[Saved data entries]
◇ ◇ ◇

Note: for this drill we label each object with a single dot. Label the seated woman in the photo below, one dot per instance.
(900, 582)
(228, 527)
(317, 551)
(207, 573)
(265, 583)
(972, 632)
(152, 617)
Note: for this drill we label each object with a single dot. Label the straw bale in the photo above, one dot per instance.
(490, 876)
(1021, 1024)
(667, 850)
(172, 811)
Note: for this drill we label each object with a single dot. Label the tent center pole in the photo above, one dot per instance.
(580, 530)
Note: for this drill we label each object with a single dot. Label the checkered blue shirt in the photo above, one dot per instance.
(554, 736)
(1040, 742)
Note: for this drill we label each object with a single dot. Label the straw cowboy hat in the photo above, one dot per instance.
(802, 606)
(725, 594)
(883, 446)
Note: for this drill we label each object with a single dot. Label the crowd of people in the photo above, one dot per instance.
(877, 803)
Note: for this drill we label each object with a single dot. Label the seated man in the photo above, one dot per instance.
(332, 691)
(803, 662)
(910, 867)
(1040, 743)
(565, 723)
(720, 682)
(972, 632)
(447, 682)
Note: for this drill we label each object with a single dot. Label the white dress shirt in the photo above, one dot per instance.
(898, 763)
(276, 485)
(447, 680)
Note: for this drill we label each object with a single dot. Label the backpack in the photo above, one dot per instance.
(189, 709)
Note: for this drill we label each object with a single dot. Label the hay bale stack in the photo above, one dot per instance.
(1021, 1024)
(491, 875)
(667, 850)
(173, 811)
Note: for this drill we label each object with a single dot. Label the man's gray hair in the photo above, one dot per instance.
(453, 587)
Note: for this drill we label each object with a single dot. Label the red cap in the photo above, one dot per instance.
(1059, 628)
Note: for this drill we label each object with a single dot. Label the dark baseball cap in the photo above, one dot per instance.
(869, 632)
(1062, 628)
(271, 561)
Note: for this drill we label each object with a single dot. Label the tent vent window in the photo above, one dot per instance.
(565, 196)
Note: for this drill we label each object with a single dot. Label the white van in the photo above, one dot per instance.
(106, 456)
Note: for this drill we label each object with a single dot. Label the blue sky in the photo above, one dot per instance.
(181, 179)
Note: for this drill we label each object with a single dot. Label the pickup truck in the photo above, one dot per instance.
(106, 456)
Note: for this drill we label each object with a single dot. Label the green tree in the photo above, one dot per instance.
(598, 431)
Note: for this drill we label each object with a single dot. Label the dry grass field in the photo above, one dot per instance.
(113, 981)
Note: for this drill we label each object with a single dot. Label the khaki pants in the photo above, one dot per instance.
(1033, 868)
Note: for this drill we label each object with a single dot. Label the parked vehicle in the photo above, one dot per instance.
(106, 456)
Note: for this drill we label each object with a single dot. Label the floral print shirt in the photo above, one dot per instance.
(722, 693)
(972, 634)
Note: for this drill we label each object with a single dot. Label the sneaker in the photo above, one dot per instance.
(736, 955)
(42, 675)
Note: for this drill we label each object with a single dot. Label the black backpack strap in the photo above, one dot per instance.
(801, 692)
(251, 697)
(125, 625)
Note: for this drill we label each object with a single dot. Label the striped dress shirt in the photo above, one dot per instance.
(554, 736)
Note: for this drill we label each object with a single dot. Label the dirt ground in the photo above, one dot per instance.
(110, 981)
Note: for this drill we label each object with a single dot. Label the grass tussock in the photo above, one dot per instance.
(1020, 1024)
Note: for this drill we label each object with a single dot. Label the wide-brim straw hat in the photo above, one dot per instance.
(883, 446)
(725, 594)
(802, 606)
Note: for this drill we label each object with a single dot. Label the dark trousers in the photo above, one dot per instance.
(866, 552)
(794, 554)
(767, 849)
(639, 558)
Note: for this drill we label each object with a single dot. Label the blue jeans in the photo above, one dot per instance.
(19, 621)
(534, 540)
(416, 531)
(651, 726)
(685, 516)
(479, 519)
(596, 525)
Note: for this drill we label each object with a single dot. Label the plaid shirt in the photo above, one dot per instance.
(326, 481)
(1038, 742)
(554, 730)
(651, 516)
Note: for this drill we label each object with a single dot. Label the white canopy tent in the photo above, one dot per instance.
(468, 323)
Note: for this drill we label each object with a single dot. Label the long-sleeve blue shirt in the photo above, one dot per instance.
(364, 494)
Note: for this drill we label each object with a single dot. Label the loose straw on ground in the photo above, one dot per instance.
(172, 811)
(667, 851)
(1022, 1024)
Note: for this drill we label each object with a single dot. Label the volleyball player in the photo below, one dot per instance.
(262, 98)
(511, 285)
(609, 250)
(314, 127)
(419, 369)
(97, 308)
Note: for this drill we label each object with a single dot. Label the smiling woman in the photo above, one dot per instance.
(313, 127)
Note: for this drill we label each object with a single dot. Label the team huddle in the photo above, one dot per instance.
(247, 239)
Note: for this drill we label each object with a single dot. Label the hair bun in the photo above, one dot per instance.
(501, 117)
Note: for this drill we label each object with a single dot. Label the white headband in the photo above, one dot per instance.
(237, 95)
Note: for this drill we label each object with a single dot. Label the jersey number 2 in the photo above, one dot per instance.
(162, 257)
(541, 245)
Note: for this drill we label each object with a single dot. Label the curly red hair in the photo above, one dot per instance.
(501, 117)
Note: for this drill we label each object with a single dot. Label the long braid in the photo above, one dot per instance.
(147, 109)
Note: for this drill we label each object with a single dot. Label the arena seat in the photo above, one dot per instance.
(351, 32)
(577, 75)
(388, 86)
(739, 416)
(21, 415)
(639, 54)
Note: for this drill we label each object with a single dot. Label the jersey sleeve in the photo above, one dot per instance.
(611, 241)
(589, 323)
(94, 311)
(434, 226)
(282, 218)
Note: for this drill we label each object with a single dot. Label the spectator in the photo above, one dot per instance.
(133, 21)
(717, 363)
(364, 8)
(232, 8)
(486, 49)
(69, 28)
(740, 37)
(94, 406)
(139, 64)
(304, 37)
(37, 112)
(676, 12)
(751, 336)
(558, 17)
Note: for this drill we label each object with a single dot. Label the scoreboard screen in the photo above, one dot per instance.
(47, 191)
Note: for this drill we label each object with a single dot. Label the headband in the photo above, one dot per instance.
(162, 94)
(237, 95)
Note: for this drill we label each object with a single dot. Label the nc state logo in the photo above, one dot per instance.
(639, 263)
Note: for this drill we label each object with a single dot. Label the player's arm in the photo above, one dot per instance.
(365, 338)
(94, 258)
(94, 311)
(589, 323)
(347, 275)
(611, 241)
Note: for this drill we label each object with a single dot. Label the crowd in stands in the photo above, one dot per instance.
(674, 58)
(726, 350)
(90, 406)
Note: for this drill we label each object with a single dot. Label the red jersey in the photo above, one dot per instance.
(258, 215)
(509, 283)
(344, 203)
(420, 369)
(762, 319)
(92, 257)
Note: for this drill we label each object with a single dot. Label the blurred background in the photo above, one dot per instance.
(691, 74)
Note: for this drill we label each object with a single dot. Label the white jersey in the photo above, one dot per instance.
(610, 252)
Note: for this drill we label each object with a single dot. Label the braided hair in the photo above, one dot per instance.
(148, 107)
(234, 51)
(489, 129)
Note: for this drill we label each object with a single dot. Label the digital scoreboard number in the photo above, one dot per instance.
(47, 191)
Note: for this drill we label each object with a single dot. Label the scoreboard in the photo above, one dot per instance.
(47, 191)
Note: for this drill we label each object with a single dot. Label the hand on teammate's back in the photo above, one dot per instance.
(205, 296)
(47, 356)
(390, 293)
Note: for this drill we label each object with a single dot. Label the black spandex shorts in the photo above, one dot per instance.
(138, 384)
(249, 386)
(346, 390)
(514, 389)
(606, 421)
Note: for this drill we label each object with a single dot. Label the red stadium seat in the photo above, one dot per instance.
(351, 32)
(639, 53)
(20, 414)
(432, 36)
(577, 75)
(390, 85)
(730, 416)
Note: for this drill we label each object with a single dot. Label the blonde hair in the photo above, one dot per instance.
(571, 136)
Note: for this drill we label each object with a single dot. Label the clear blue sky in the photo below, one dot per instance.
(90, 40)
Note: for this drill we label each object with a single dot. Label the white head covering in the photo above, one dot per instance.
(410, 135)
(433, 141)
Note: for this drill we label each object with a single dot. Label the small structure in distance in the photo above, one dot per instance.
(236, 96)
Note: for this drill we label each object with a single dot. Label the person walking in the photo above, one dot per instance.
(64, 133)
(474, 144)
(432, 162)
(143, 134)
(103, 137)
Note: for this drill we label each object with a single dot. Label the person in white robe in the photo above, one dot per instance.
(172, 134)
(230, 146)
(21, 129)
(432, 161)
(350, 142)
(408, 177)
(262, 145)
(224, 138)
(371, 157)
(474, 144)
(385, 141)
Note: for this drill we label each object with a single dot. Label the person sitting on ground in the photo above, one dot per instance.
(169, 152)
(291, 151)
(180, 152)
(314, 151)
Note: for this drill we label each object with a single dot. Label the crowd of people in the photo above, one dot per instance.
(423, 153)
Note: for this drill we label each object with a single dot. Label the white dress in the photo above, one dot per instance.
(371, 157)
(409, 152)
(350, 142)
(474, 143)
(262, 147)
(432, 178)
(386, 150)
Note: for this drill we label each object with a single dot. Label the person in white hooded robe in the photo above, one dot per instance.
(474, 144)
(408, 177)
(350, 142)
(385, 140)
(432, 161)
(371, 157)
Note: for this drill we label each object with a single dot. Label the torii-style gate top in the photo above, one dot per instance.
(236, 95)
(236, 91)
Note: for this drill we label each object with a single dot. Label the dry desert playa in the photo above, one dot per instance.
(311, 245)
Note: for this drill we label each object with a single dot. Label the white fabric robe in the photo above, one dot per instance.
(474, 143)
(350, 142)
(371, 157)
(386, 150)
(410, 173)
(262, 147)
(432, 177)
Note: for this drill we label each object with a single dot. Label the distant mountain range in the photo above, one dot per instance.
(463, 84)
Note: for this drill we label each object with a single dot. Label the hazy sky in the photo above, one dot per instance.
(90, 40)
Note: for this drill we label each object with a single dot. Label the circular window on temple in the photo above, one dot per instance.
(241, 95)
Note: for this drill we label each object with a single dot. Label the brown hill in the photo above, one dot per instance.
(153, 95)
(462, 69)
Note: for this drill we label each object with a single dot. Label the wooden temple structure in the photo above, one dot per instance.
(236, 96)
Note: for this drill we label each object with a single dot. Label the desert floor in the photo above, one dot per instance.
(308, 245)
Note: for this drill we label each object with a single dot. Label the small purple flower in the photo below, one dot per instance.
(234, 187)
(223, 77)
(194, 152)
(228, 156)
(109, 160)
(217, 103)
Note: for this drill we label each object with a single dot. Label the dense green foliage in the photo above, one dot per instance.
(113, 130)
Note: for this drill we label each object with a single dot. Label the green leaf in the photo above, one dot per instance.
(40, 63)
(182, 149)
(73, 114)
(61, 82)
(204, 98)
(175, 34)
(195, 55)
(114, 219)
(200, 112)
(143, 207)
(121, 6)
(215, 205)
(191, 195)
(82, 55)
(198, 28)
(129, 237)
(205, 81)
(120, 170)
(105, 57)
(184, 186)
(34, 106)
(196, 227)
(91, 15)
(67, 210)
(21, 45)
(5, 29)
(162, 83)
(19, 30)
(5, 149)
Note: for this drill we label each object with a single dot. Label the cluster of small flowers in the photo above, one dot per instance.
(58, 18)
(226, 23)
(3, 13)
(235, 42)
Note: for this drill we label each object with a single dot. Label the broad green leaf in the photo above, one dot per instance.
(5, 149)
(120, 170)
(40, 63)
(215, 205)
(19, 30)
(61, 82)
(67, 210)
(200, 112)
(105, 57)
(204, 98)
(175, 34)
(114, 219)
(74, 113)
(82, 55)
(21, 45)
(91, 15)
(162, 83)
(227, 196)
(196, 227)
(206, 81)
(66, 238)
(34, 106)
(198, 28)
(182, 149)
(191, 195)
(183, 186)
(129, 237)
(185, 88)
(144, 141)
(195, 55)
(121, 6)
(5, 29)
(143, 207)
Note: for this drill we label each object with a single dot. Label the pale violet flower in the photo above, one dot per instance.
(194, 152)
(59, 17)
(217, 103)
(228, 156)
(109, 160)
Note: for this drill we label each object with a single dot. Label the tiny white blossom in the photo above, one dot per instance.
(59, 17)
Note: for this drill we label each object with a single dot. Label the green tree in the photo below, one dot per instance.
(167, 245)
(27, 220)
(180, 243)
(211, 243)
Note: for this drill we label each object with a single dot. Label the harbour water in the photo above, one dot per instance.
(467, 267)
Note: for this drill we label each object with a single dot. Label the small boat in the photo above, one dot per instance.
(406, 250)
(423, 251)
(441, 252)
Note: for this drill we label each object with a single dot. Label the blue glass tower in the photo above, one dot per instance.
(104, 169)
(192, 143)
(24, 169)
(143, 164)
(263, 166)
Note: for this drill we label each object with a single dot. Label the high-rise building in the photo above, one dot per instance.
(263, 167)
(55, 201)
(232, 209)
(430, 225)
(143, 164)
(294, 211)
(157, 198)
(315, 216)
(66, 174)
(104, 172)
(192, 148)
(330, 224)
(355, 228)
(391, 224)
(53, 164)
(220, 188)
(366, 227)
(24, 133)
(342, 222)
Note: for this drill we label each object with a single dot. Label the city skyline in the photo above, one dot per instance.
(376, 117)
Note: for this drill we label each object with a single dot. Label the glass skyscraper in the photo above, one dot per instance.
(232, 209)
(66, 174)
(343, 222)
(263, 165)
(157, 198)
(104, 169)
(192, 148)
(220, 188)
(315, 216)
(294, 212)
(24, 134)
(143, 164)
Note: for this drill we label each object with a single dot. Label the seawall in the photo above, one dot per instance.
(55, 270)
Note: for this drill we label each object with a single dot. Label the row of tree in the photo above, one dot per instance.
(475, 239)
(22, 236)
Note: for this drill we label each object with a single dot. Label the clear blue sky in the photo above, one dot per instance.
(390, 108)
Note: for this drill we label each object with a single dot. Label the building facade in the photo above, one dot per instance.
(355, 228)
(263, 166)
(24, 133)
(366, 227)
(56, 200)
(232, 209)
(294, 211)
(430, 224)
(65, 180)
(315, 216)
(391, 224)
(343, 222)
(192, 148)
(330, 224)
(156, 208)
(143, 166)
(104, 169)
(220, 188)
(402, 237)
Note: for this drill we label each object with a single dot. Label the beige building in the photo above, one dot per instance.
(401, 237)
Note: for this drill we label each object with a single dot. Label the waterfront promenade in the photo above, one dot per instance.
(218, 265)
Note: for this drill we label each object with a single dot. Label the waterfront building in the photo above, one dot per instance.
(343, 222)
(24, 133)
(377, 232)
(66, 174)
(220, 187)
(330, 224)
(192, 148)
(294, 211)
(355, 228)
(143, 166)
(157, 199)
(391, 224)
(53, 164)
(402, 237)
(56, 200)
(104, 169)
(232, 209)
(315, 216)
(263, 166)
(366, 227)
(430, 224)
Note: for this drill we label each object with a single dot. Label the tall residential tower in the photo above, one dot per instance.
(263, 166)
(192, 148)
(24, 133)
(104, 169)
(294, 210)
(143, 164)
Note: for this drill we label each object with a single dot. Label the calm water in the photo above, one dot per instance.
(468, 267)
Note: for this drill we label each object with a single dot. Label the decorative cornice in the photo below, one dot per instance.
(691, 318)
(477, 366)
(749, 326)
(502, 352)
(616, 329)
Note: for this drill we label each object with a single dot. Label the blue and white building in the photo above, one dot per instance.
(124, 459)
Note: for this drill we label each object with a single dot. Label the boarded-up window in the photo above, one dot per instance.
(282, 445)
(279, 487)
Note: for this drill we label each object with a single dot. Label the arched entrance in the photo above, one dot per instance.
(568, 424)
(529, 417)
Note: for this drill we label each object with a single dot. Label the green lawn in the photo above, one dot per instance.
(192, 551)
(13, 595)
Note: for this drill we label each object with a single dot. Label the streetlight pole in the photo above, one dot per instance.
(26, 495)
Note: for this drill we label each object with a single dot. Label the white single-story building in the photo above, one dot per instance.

◇ ◇ ◇

> **Exercise goal**:
In the records above, retype exactly the lines from the one with "Label the calm" through the last one.

> **Result of the task**:
Note: for this drill we label each object with a single dot. Label the calm water in the photo above, one dot per instance.
(468, 267)
Note: for this drill we label each object with a single dot. Label the decorative cornice in the photo below, one dot per instance.
(691, 318)
(477, 366)
(749, 326)
(502, 352)
(616, 329)
Note: for this drill we label each object with a single dot. Label the blue and white building in the photo above, one dot per instance.
(124, 459)
Note: for this drill we label each object with a single dot. Label the boarded-up window in the photo above, one dot per instance.
(282, 445)
(279, 487)
Note: for this drill we label each object with a single dot. Label the arched entrance in the photo above, one dot per instance.
(568, 424)
(529, 417)
Note: for this drill we label each object with a single dot. Label the green lawn in the photo above, one dot per instance.
(192, 551)
(13, 595)
Note: for this drill we label each object with a single dot. Label the streetlight pole in the photo above, one dot per instance.
(26, 495)
Note: for this drill we label each object with a single dot. Label the white single-story building in the photo above, one dot per instance.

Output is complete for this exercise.